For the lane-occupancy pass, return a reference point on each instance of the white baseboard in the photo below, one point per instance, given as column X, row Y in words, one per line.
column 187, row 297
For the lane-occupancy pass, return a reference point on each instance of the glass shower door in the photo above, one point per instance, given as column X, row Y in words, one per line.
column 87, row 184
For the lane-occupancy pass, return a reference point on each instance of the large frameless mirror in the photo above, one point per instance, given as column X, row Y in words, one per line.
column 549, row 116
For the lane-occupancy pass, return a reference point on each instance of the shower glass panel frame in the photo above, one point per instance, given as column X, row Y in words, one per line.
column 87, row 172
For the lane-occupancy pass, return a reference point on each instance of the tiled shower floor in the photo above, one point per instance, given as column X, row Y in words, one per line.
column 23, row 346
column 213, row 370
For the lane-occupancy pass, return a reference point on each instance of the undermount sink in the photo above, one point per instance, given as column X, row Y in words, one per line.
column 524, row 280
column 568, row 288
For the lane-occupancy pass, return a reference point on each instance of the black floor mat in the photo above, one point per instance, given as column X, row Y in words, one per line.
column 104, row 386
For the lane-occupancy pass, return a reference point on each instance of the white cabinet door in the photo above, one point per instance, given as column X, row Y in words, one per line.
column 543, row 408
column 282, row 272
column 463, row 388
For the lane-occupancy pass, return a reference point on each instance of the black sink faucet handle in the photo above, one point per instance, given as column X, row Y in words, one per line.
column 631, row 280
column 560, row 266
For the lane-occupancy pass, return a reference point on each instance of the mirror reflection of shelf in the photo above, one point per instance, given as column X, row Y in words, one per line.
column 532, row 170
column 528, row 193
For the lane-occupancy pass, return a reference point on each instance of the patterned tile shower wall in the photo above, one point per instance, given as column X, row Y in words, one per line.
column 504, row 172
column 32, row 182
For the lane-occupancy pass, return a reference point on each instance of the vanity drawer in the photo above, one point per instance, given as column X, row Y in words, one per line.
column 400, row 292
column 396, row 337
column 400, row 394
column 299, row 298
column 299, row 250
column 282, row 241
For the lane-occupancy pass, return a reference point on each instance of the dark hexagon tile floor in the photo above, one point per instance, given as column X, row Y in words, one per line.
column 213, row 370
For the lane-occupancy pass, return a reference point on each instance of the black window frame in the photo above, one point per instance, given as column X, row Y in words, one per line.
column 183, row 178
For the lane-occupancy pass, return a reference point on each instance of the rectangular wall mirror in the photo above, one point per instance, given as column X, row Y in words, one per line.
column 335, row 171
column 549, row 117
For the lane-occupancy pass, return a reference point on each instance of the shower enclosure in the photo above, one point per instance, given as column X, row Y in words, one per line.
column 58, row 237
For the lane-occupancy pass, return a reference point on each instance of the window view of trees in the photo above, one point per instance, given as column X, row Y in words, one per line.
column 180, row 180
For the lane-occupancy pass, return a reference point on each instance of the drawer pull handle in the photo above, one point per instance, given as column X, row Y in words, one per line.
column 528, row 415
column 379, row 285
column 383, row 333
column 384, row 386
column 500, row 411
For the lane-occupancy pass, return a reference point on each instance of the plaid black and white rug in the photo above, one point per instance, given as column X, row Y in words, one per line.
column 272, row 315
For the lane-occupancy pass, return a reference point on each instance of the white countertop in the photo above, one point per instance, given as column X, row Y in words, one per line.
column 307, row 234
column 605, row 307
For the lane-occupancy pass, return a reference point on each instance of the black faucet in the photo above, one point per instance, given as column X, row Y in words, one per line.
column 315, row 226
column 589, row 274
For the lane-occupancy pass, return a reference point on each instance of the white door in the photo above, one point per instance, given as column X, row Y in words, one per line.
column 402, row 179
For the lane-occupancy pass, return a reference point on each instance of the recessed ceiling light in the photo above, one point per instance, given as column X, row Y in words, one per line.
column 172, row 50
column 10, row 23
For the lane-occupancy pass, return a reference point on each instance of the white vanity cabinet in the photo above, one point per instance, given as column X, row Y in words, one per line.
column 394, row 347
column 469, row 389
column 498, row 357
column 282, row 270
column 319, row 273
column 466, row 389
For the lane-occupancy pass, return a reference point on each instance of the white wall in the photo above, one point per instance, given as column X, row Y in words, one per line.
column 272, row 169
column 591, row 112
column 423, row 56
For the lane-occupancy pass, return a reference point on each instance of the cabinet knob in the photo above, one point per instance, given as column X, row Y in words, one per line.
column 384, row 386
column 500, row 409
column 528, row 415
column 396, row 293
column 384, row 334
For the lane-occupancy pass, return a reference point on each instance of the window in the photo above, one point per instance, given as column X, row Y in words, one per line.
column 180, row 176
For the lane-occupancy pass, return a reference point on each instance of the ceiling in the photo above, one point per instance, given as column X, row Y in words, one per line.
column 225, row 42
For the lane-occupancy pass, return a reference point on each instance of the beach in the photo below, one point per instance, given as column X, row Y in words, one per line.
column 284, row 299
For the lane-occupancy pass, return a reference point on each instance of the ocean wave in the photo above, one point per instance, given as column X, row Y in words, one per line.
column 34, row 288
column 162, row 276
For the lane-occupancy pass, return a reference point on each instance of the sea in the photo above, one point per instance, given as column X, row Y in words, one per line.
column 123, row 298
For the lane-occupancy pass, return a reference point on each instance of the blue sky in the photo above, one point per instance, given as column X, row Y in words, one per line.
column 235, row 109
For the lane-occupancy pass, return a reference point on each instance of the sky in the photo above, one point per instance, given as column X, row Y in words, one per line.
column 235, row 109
********
▶ [WORK TO BE COMPLETED] Provide all the records again, word for word.

▶ [RESPONSE]
For the lane-occupancy pass, return a reference point on each instance of the white baseboard in the photo below, one point per instance, given as column X, row Y in words, one per line.
column 187, row 297
For the lane-occupancy pass, return a reference point on each instance of the glass shower door in the photo above, one point per instance, given as column X, row Y in words, one per line.
column 87, row 184
For the lane-occupancy pass, return a reference point on each instance of the large frameless mirror in the photo above, one point per instance, given as column X, row Y in words, one per line.
column 549, row 116
For the lane-occupancy pass, return a reference point on each instance of the shower glass panel frame in the photo above, one point per instance, given as column X, row Y in words, one per line.
column 87, row 172
For the lane-occupancy pass, return a reference point on each instance of the tiled shower floor in the photo above, one point per instance, given as column X, row Y in words, one per line.
column 23, row 346
column 213, row 370
For the lane-occupancy pass, return a reference point on each instance of the undermount sink in the photo above, one point per instance, given as column X, row Y in words, one per line.
column 524, row 280
column 568, row 288
For the lane-occupancy pass, return a reference point on each instance of the black floor mat in the photo above, one point per instance, given as column X, row Y in words, one per line.
column 104, row 386
For the lane-occupancy pass, return a reference point on each instance of the white cabinet door in the photo above, one point per instance, given as column X, row Y in words, one per line.
column 543, row 408
column 282, row 272
column 463, row 388
For the lane-occupancy pass, return a reference point on each instance of the black sink faucet handle in the photo above, one point per instance, given as column X, row Y in words, one per line.
column 631, row 280
column 560, row 266
For the lane-occupancy pass, return a reference point on each instance of the mirror reflection of shelf in the photo above, one point per instance, given as column X, row Y in words, one per line.
column 532, row 170
column 528, row 193
For the lane-occupancy pass, return a reference point on each instance of the patterned tile shower wall in the photo above, one point per instance, given as column X, row Y in words, one per line.
column 504, row 172
column 32, row 182
For the lane-occupancy pass, return a reference point on each instance of the vanity drawer in the photo above, one point per instance, given as column X, row Y in words, one per line.
column 400, row 292
column 396, row 337
column 400, row 394
column 299, row 298
column 299, row 250
column 282, row 241
For the lane-occupancy pass, return a reference point on each instance of the dark hexagon tile floor in the photo above, one point per instance, given as column X, row Y in words, one per line.
column 213, row 370
For the lane-occupancy pass, return a reference point on each instance of the black window frame in the photo above, one point per instance, given as column X, row Y in words, one per line.
column 183, row 178
For the lane-occupancy pass, return a reference point on each instance of the rectangular wall mirror in the photo above, one point per instance, given as column X, row Y in words, one per line.
column 335, row 171
column 549, row 117
For the lane-occupancy pass, return a reference point on each instance of the shower enclosure in the photo above, one point per instance, given as column X, row Y in words, one per line.
column 58, row 237
For the lane-occupancy pass, return a reference point on each instance of the window view of trees in the photo above, one point per instance, given as column X, row Y in words, one per line.
column 180, row 180
For the lane-occupancy pass, return a reference point on each instance of the drawer pull handle in the photo above, one point per instance, given as column X, row Y in words, one per line.
column 528, row 415
column 379, row 285
column 383, row 333
column 384, row 386
column 500, row 411
For the lane-occupancy pass, return a reference point on each instance of the plaid black and white rug in the photo above, one point per instance, given as column X, row Y in words, one per line.
column 272, row 315
For the lane-occupancy pass, return a reference point on each instance of the white countertop in the photo above, one point per instance, given as column X, row Y in words, one per line.
column 307, row 234
column 605, row 307
For the lane-occupancy pass, return a reference point on each instance of the black faucet in the photo above, one point per instance, given as column X, row Y in words, one per line.
column 315, row 226
column 589, row 274
For the lane-occupancy pass, return a reference point on each instance of the white door in the photo above, one point per instance, given as column X, row Y in words, one per line.
column 402, row 179
For the lane-occupancy pass, return a reference point on each instance of the recessed ceiling light in the photo above, one point per instance, given as column X, row Y in words, one per line.
column 172, row 50
column 10, row 23
For the lane-occupancy pass, return a reference point on each instance of the white vanity cabinet in the photo above, one point per instance, given as column X, row Y in words, one per line.
column 394, row 347
column 469, row 389
column 498, row 357
column 282, row 270
column 319, row 273
column 466, row 389
For the lane-occupancy pass, return a reference point on each instance of the white wall in the photo above, one point per instance, given as column X, row Y in words, one per line.
column 272, row 169
column 591, row 112
column 423, row 56
For the lane-occupancy pass, return a reference point on each instance of the cabinet knob in the photo above, one point per instance, given as column X, row Y in words, one per line.
column 384, row 386
column 500, row 409
column 528, row 415
column 396, row 293
column 384, row 334
For the lane-occupancy pass, return a reference point on each instance of the window in the photo above, one point per instance, given as column X, row Y in words, one per line.
column 180, row 176
For the lane-occupancy pass, return a reference point on each instance of the ceiling in the photo above, one point per instance, given as column X, row Y in words, one per line.
column 225, row 42
For the lane-occupancy pass, return a reference point on each instance of the beach in the photo below, one point per instance, given as column X, row Y in words, one per line.
column 284, row 299
For the lane-occupancy pass, return a reference point on each instance of the ocean wave in the photo above, one point per instance, given as column X, row Y in words, one per line.
column 34, row 288
column 162, row 276
For the lane-occupancy pass, return a reference point on each instance of the sea in the photo above, one point per instance, given as column X, row Y in words, one per line.
column 123, row 298
For the lane-occupancy pass, return a reference point on each instance of the blue sky in the photo above, one point per instance, given as column X, row Y in words, one per line.
column 235, row 109
For the lane-occupancy pass, return a reference point on each instance of the sky in the photo above, one point per instance, given as column X, row Y in words, one per line.
column 235, row 109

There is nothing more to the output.